■ Work to do: Write out the passage of the mailing-list post on Squid performance from "Re: Death by" up to and including "addressing the problems.", reproducing each word and punctuation mark as it appears.

■ Page text:
________

Re: Death by a thousand cuts: v3.0 vs v3.2 from Alex Rousskov on 2010-11-17 (squid-dev)

From: Alex Rousskov <rousskov_at_measurement-factory.com>
Date: Wed, 17 Nov 2010 21:01:17 -0700

On 11/17/2010 08:21 PM, Amos Jeffries wrote:
> On Wed, 17 Nov 2010 19:30:13 -0700, Alex Rousskov
> <rousskov_at_measurement-factory.com> wrote:
>> Hello,
>>
>> During the last couple of weeks, we have spent a lot of time
>> comparing Squid v3.0 and v3.2 performance under various conditions to
>> understand why v3.2 is sometimes 3-10% slower than v3.0. This email
>> shares our findings and suggests actions for addressing the problems.
>>
>>
>> We made several discoveries that will improve v3.2 performance,
>> including one regression bug, but my overall conclusion is that most of
>> the observed slowdown can be attributed to code reorganization and
>> various new features added after v3.0.
>>
>> I am referring to this phenomenon as "death by a thousand cuts" because
>> these changes have negligible overhead in most locations. We had to use
>> custom, low-level profiling to find the main culprits, but most of the
>> effects of the new code in an isolated function or method are
>> indistinguishable from noise. It is their combined effect that matters.
>>
>> Here are a few cases where we were able to measure the performance
>> penalty by rewriting/optimizing the code:
>>
>> no addrinfo in comm_local_port: 2.0%
>> no addrinfo in comm_accept: 0.2%
>> no NtoA in client_db: 0.2% for small number of clients
>> no zeroOnPush for some MEMPROXY_CLASSes: 0.8%
>>
>
> By "no" do you mean removing it was the problem? or removing it was
> better?

The addrinfo/NtoA/zeroOnPush code is there now. Removing or optimizing
it makes things X% better. I will provide specific examples in the email
dedicated to Ip::Address.

>> The percentages above can be interpreted as "Squid became X% faster when
>> the corresponding overheads of the new code were removed". These numbers
>> are provided for illustration only; the exact values and the meaning of
>> "faster" are not important here. What's important is that most of the
>> isolated overheads are far _less_ than the above numbers, but add up to
>> measurable 3-10% performance degradation.
>>
>>
>> Two changes stand out the most in this "death by thousand cuts"
>> category: asynchronous calls and Ip::Address. Both changes are
>> necessary, but they add performance overheads we should be aware of.
>>
>> I am not sure whether asynchronous calls can be significantly optimized.

________

(Source data)
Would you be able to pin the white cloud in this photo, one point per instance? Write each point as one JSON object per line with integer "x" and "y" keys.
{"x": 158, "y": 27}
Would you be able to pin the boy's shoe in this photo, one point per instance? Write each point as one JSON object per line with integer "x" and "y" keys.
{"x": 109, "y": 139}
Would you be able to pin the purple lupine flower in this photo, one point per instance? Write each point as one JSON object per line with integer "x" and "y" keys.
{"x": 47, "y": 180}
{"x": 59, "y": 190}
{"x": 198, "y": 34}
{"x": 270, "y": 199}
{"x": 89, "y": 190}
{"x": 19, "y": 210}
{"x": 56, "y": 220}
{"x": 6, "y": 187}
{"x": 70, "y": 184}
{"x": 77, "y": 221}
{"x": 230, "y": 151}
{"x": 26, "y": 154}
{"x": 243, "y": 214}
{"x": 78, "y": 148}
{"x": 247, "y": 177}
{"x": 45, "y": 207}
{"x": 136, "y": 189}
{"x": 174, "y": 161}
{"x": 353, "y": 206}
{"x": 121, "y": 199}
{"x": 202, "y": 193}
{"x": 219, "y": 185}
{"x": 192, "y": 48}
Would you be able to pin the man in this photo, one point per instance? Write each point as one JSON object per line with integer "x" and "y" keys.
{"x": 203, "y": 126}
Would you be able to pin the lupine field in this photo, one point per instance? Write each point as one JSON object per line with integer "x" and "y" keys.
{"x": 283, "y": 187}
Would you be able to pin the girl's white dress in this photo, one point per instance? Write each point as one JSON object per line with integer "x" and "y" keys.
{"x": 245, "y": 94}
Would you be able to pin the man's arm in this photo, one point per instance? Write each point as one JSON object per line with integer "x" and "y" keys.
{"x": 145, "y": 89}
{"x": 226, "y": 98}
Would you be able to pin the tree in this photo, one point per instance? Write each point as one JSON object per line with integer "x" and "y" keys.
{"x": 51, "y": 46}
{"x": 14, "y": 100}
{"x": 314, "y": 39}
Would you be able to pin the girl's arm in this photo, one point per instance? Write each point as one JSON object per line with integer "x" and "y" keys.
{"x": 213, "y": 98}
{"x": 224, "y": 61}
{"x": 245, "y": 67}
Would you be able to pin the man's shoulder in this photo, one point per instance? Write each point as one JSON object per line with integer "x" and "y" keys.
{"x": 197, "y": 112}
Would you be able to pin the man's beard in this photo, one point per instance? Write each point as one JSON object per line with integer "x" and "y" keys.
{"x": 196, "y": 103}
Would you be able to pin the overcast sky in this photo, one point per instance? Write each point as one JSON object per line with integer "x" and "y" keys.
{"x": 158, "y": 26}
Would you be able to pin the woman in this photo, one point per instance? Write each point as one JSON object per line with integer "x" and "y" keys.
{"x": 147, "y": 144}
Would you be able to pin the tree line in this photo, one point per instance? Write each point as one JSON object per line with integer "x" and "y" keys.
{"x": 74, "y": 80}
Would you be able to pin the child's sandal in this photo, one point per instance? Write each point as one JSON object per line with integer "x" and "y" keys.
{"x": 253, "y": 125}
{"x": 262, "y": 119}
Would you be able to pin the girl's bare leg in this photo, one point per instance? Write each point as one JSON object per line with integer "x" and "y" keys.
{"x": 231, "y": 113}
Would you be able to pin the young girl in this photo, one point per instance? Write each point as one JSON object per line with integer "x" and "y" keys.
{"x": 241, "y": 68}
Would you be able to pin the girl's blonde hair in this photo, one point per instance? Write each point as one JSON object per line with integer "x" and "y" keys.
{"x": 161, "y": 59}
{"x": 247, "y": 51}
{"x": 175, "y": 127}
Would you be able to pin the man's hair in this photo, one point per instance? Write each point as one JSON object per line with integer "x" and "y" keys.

________

■ Correct output:
Re: Death by a thousand cuts: v3.0 vs v3.2 from Alex Rousskov on 2010-11-17 (squid-dev)

From: Alex Rousskov <rousskov_at_measurement-factory.com>
Date: Wed, 17 Nov 2010 21:01:17 -0700

On 11/17/2010 08:21 PM, Amos Jeffries wrote:
> On Wed, 17 Nov 2010 19:30:13 -0700, Alex Rousskov
> <rousskov_at_measurement-factory.com> wrote:
>> Hello,
>>
>> During the last couple of weeks, we have spent a lot of time
>> comparing Squid v3.0 and v3.2 performance under various conditions to
>> understand why v3.2 is sometimes 3-10% slower than v3.0. This email
>> shares our findings and suggests actions for addressing the problems.